───── Extracted information
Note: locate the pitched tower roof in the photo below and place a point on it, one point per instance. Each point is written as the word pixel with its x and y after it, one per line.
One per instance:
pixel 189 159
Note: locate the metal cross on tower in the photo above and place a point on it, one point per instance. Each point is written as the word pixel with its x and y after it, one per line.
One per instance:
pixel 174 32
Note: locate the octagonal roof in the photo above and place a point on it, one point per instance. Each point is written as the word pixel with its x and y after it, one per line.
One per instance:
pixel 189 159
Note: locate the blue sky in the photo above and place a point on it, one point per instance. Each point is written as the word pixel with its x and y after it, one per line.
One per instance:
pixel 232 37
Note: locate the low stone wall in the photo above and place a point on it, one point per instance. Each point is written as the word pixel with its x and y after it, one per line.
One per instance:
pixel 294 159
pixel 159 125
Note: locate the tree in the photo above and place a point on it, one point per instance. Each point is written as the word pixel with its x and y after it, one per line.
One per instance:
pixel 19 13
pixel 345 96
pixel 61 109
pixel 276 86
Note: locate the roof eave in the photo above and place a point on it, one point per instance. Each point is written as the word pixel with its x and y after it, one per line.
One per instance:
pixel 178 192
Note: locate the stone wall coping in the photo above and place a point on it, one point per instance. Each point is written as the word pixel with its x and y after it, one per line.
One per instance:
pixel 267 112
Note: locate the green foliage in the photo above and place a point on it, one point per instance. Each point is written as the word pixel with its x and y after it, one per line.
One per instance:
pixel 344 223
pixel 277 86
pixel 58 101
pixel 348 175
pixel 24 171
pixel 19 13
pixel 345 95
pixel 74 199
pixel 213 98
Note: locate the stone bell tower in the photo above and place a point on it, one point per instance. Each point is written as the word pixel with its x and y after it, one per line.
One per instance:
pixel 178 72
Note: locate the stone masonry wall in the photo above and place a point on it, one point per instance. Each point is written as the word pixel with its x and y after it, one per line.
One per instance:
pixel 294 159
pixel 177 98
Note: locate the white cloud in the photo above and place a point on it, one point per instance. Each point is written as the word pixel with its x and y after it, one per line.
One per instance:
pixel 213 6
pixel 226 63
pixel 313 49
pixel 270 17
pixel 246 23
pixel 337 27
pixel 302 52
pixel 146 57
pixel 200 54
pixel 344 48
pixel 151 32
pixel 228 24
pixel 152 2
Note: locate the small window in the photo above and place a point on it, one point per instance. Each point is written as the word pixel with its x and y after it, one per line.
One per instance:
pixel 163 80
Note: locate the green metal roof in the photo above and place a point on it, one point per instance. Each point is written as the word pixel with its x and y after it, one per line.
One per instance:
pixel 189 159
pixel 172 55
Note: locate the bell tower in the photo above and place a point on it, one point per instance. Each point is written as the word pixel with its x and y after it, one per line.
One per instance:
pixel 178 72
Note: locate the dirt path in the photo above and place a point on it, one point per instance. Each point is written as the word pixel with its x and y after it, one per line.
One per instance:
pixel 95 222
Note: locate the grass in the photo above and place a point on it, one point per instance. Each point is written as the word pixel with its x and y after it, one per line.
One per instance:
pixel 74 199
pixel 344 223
──────────
_What you need to do:_ Copy out each line of the listing where the string "wall" appears.

_Finished exercise:_
Note: locate the low stone wall in the photo above and place a point on it, one point per instance. Each point is written as the word pixel with its x and y after it, one per line.
Note: locate the stone wall coping in the photo above and place a point on it, one point per instance. Each point is written as the word pixel with its x and y after it, one per line.
Note: locate the stone masonry wall in the photo above and place a point on it, one point per instance. Each point is written as the word pixel with its x and y after it, one per line.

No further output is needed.